# Extracted entries
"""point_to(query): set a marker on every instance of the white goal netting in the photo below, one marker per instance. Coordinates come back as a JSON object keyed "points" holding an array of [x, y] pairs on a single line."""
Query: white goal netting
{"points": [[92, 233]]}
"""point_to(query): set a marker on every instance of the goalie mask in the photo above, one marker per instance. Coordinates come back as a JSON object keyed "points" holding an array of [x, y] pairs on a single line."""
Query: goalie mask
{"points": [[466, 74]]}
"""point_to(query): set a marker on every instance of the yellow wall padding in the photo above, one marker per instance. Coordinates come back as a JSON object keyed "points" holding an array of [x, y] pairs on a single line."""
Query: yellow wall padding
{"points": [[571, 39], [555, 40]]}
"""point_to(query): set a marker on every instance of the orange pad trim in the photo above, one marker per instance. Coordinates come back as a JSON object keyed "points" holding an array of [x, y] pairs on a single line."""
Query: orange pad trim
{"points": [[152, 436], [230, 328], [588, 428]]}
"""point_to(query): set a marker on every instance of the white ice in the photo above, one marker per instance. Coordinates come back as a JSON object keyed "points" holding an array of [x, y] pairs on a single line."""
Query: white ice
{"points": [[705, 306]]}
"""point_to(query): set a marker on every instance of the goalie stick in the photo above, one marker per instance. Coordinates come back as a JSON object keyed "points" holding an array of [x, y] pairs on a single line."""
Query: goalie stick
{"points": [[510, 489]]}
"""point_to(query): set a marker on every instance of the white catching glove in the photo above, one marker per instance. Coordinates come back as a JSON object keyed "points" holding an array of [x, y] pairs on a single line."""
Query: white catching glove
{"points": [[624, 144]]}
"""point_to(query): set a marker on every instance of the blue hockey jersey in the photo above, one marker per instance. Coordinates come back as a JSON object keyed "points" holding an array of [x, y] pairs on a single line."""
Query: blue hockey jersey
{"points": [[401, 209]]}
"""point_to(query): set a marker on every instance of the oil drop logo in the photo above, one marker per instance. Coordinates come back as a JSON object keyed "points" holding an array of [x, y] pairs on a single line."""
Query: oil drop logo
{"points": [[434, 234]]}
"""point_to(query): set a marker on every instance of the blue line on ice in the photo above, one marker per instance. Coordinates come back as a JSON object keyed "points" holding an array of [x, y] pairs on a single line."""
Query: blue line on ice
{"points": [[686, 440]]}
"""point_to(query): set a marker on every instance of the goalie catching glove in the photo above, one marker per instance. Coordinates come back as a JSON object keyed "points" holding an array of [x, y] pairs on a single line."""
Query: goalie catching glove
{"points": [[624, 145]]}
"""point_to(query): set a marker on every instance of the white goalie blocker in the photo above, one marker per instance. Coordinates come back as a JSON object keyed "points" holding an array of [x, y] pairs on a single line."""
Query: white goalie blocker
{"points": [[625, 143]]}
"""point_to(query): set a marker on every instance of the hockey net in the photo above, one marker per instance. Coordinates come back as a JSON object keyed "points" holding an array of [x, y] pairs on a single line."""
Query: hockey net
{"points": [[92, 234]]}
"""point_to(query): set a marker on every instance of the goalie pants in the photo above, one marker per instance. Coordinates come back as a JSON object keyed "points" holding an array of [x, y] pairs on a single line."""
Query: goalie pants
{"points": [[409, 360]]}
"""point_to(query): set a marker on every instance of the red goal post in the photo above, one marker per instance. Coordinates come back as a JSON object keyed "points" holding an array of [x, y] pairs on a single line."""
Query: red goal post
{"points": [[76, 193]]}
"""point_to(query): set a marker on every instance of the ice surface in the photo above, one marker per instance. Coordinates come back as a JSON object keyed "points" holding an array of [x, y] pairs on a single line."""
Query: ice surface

# Assignment
Tally the lines in the records that contain the word "surface"; the answer is that number and nothing more.

# Response for this exercise
2